- **Reading passage**:
I want more evidence on your claim that FTX had a major effect on EA reputation. Or: why do you believe it?


Edit: relevant thing habryka said that I didn't quote above:

For the EA surveys, these indicators looked very bleak: 

"Results demonstrated that FTX had decreased satisfaction by 0.5-1 points on a 10-point scale within the EA community"

"Among those aware of EA, attitudes remain positive and actually maybe increased post-FTX —though they were lower (d = -1.5, with large uncertainty) among those who were additionally aware of FTX."

"Most respondents reported continuing to trust EA organizations, though over 30% said they had substantially lost trust in EA public figures or leadership."

Comment by Zach Stein-Perlman on Model evals for dangerous capabilities · 2024-11-21T22:02:00.528Z · LW · GW

Another possible best practice for evals: use human+AI rather than [edit: just] AI alone. Many threat models involve human+AI and sometimes human+AI is substantially stronger than human alone and AI alone.

Comment by Zach Stein-Perlman on DeepSeek beats o1-preview on math, ties on coding; will release weights · 2024-11-21T02:40:10.847Z · LW · GW

Claim by SemiAnalysis guy: DeepSeek has over 50,000 H100s. (And presumably they don't spend much compute on inference.)

Comment by Zach Stein-Perlman on DeepSeek beats o1-preview on math, ties on coding; will release weights · 2024-11-21T02:40:02.374Z · LW · GW

Some context: interview translation; June FT article on DeepSeek; parent hedge fund Wikipedia page.

Comment by Zach Stein-Perlman on Why imperfect adversarial robustness doesn't doom AI control · 2024-11-18T22:35:05.522Z · LW · GW

I want to distinguish two versions of the intervention (in multi-step settings): (1) hide CoT on the suspicious step vs (2) hide all prior CoT (and hide all CoT partway through 5% or something of non-suspicious trajectories so the model can't infer from CoT-hidden that the trajectory was flagged, or do a control eval with results that demonstrate this is unnecessary).

I'm over 75% that a lab would do (1), conditional on doing a "replace suspicious outputs" thing (but under 75% they'd say they're doing so, much less demonstrate it to a skeptical audience; they might just not publish details, especially if this protocol is just in the internal deployment context). I'm under 75% that a lab would do (2).

Comment by Zach Stein-Perlman on Why imperfect adversarial robustness doesn't doom AI control · 2024-11-18T22:02:27.805Z · LW · GW

It would be crazy to show the untrusted model the old CoT when resampling.

Comment by Zach Stein-Perlman on [deleted post] 2024-11-18T05:02:55.099Z

Open Philanthropy's AI safety work tends toward large grants in the high hundreds of thousands or low millions, meaning individuals and organizations with lower funding needs won't be funded by them

This is directionally true but projects seeking less money should still apply to OP if relevant; a substantial minority of recent OP AI safety and GCR capacity building grants are <$100K.

Comment by Zach Stein-Perlman on Buck's Shortform · 2024-11-14T18:50:12.813Z · LW · GW

What's a bad thing that the agent can do with the jailbreak that it can't just do in the unmonitored scaffold?

Edit: dumb question, oops: obviously the schemer will have affordances that it doesn't have within the unmonitored scaffold / there are actions where it's helpful to jailbreak the monitor. E.g. submitting a pull request, where the code will be read by the monitor. So finding a jailbreak is helpful to the schemer.

Comment by Zach Stein-Perlman on Buck's Shortform · 2024-11-14T18:24:46.534Z · LW · GW

Why can't the schemer just do the bad stuff in the unmonitored scaffold from (1)?

Comment by Zach Stein-Perlman on Zach Stein-Perlman's Shortform · 2024-11-09T04:37:19.378Z · LW · GW

We can make scheming legible at least to sophisticated-scheming-skeptics like Sam Altman and Dario.

Especially if the AI is even sandbagging on simply-coding when it thinks it's for safety research. And if it's not doing that, we can get some useful safety work out of it.

@Adam Kaufman @Tyler Tracy @David Matolcsi see Ryan's comments.

- **Activity list**:
1) Translate this sentence from the forum comments into Spanish: "It would be crazy to show the untrusted model the old CoT when resampling."
2) Reproduce the forum comments from "Why can't the" to "see Ryan's comments.".

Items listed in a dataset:
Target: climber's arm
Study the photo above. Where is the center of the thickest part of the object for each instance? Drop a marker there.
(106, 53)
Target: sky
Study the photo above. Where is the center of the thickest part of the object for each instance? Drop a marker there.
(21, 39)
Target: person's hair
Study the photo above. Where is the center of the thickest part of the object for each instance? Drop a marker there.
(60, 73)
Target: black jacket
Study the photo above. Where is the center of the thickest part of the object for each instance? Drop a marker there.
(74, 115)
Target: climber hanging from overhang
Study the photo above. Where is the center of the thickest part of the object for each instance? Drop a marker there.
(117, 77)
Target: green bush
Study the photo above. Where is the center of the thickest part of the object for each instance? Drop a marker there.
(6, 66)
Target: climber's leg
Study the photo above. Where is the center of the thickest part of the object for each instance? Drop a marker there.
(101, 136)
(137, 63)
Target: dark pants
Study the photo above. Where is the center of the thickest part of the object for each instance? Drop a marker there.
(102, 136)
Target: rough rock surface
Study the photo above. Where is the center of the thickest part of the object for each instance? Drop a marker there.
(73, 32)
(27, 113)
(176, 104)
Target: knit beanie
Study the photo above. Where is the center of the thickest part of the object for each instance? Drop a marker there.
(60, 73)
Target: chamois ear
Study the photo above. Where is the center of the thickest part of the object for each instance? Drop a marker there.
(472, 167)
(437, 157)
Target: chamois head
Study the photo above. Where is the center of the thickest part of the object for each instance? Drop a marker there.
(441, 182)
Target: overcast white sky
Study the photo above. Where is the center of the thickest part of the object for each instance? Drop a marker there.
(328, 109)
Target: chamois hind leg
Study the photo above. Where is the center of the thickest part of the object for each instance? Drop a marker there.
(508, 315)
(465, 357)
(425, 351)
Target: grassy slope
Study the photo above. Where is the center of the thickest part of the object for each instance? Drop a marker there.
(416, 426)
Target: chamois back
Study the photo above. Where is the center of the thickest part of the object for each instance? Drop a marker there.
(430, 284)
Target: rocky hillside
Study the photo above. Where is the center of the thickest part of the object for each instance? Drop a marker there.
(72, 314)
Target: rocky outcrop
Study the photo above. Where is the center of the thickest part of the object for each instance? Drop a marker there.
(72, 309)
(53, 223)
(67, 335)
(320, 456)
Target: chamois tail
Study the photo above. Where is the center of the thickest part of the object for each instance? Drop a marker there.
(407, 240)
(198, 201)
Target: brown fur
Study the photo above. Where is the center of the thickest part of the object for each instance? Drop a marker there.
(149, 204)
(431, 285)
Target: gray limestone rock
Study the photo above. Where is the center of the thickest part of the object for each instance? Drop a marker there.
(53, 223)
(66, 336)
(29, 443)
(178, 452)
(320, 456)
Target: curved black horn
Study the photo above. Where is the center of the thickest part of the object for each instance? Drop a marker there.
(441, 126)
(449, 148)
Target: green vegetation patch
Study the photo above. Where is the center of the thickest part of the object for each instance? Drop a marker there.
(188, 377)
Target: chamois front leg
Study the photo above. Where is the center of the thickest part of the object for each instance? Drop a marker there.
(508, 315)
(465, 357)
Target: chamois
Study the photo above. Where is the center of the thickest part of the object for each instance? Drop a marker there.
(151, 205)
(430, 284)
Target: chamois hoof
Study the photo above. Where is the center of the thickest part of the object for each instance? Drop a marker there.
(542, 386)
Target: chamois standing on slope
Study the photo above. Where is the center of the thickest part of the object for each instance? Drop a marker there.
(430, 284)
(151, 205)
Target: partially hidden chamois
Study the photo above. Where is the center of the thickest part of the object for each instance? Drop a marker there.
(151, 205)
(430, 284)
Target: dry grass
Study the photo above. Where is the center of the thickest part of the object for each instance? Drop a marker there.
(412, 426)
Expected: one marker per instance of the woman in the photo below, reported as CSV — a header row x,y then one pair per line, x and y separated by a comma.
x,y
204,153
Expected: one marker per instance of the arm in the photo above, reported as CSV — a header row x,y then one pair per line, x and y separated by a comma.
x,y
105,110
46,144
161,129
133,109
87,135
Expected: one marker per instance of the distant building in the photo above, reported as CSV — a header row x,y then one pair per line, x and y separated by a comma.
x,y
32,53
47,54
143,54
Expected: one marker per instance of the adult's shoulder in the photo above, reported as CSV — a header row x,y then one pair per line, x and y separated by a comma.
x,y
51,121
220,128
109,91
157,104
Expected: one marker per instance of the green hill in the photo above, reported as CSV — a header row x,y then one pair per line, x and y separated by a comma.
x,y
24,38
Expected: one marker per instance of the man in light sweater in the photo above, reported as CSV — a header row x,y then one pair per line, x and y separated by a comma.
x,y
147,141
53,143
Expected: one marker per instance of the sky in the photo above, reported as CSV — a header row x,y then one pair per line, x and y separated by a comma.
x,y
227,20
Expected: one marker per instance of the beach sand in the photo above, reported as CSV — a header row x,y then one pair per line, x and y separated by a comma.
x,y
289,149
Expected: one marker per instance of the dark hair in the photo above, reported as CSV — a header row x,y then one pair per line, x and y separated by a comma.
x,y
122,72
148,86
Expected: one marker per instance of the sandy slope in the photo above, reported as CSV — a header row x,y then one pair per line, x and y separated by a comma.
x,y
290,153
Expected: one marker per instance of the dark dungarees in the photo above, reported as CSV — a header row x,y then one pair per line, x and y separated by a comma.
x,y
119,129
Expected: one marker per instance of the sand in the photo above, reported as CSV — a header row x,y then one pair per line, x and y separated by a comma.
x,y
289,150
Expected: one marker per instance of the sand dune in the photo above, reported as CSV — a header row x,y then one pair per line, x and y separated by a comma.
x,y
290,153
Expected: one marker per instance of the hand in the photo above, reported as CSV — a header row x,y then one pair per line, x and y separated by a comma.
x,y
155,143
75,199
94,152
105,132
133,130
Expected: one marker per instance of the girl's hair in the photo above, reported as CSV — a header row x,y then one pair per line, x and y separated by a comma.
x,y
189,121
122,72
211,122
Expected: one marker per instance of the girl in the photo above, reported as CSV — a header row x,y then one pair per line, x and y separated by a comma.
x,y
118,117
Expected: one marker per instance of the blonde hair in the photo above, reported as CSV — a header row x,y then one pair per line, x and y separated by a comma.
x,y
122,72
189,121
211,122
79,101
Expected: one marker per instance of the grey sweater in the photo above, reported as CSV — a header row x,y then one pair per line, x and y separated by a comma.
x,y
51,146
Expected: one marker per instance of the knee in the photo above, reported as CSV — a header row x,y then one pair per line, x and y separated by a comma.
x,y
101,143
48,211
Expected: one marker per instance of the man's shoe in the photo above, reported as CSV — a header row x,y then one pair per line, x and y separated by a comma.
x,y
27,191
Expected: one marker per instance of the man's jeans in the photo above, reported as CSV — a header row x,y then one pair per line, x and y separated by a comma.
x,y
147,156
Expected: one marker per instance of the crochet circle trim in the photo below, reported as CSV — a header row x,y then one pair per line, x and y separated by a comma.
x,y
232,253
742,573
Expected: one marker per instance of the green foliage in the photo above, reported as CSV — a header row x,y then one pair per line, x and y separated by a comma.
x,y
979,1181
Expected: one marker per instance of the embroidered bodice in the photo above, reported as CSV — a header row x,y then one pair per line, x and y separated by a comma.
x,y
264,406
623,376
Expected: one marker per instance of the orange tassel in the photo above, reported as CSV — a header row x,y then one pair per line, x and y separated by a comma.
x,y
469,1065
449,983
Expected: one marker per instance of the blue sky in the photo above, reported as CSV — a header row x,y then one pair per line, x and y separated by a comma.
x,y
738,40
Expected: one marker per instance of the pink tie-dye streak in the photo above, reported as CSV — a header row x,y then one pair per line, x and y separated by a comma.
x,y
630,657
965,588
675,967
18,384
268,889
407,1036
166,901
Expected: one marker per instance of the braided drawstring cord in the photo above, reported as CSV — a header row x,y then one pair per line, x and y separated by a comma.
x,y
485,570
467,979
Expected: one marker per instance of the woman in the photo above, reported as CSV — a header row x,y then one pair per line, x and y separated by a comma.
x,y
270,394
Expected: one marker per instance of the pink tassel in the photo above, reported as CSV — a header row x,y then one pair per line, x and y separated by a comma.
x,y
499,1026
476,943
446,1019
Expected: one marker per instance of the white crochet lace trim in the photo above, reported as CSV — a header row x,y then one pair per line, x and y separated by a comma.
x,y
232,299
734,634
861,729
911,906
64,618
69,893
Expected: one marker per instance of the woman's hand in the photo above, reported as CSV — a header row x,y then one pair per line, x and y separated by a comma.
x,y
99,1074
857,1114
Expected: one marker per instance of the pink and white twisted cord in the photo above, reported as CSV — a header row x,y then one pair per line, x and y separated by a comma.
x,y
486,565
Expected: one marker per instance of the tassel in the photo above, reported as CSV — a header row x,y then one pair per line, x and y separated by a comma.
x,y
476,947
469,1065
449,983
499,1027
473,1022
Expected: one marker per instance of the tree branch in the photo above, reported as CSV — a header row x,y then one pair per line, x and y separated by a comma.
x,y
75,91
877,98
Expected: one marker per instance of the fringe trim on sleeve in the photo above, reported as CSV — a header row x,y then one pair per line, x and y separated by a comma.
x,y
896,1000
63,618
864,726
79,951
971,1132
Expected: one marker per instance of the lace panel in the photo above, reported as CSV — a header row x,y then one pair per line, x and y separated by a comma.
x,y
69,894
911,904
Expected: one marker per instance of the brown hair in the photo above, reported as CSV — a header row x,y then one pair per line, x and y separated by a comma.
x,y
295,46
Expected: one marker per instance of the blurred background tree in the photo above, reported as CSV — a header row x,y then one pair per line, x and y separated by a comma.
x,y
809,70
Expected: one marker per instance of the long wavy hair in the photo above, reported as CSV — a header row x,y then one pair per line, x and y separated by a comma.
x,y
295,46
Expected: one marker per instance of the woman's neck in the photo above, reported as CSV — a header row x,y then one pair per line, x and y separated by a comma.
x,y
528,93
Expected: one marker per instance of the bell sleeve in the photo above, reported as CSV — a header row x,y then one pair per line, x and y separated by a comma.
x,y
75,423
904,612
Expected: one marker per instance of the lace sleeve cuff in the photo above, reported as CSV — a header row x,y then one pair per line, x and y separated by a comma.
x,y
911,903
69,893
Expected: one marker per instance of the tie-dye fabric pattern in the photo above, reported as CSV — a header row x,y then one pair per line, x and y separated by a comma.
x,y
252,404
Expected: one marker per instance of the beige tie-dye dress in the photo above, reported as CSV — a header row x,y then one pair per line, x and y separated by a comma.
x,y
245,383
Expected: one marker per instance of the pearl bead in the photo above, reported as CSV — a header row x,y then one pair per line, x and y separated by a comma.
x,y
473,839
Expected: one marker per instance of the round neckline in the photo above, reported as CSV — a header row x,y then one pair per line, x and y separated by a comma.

- **Exercise answers**:
1) Sería una locura mostrarle al modelo no confiable el CoT anterior al volver a muestrear.

2)
Why can't the schemer just do the bad stuff in the unmonitored scaffold from (1)?

Comment by Zach Stein-Perlman on Zach Stein-Perlman's Shortform · 2024-11-09T04:37:19.378Z · LW · GW

We can make scheming legible at least to sophisticated-scheming-skeptics like Sam Altman and Dario.

Especially if the AI is even sandbagging on simply-coding when it thinks it's for safety research. And if it's not doing that, we can get some useful safety work out of it.

@Adam Kaufman @Tyler Tracy @David Matolcsi see Ryan's comments.